- **PROBLEM DESCRIPTION**
Starting with the first line and ending with the last, transcribe the data exactly.

- **MATERIAL FOR THIS EXERCISE**
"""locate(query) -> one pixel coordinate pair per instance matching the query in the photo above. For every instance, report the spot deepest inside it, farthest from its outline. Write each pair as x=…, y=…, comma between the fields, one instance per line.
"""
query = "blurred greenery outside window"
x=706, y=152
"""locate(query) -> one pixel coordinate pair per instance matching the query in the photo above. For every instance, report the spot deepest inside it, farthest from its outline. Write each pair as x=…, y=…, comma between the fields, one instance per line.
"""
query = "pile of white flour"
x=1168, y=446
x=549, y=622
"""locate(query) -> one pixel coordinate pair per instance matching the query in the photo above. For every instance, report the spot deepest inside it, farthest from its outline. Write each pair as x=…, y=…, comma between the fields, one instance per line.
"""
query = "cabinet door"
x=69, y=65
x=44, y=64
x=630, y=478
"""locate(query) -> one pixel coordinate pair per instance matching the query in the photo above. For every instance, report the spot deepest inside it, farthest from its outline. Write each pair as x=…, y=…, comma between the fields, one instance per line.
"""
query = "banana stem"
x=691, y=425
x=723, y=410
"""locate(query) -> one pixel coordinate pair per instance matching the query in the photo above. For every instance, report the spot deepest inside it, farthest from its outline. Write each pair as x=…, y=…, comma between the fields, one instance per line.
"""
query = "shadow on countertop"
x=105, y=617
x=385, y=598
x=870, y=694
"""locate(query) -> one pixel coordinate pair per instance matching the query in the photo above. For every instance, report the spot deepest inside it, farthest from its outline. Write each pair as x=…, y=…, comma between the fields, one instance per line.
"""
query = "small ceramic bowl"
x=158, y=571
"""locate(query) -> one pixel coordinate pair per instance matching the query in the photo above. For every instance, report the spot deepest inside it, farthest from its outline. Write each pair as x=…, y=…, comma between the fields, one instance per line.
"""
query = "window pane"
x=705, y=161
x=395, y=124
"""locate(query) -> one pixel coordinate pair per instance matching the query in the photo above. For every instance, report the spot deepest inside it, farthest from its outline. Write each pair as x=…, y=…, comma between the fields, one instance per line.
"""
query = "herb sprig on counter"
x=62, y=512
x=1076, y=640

- **ANSWER**
"""locate(query) -> one pixel coordinate pair per instance matching the query in the photo above. For every instance, report the spot deepest inside it, farthest from its outline. Write each pair as x=…, y=…, comma between the fields, one instance per line.
"""
query = "blurred greenery outside window"
x=706, y=152
"""locate(query) -> one pixel coordinate pair per instance matching the query in the photo above. For every instance, report the spot deepest inside it, farthest from its outline. Write each pair as x=…, y=…, comma between the fields, one instance per line.
"""
query = "pile of white flour"
x=1168, y=446
x=549, y=622
"""locate(query) -> one pixel coordinate pair per instance matching the query in the photo above. For every instance, report the spot deepest inside it, farthest from its outline. Write each pair as x=…, y=…, comma between the fields, one instance per line.
"""
query = "cabinet door"
x=69, y=65
x=44, y=64
x=630, y=478
"""locate(query) -> one pixel coordinate pair per instance matching the query in the photo above. For every instance, report the spot deepest inside it, farthest from its outline. Write each pair as x=…, y=…, comma between the fields, one instance per line.
"""
query = "banana stem"
x=691, y=425
x=723, y=410
"""locate(query) -> one pixel coordinate pair per instance matching the query in the photo above. For every instance, report the spot deepest inside it, farthest from its outline. Write each pair as x=…, y=…, comma between the fields, one instance per line.
"""
query = "shadow on countertop"
x=105, y=617
x=385, y=598
x=870, y=694
"""locate(query) -> one pixel coordinate pair per instance matching the query in the photo above. For every instance, report the spot deepest inside it, farthest from its outline. Write each pair as x=…, y=…, comma between the fields, one instance per line.
"""
query = "small ceramic bowl"
x=158, y=571
"""locate(query) -> one pixel coordinate pair per instance matching the query in the photo above. For every instance, report the spot deepest inside it, farthest from its outline. Write each pair as x=…, y=…, comma between the fields, one instance per line.
"""
query = "window pane"
x=705, y=161
x=395, y=124
"""locate(query) -> one pixel coordinate pair per instance matching the query in the photo above. For every instance, report the spot deepest inside it, farthest from its outline. Write each pair as x=…, y=…, comma between the fields, one instance per line.
"""
query = "herb sprig on counter"
x=62, y=512
x=1076, y=640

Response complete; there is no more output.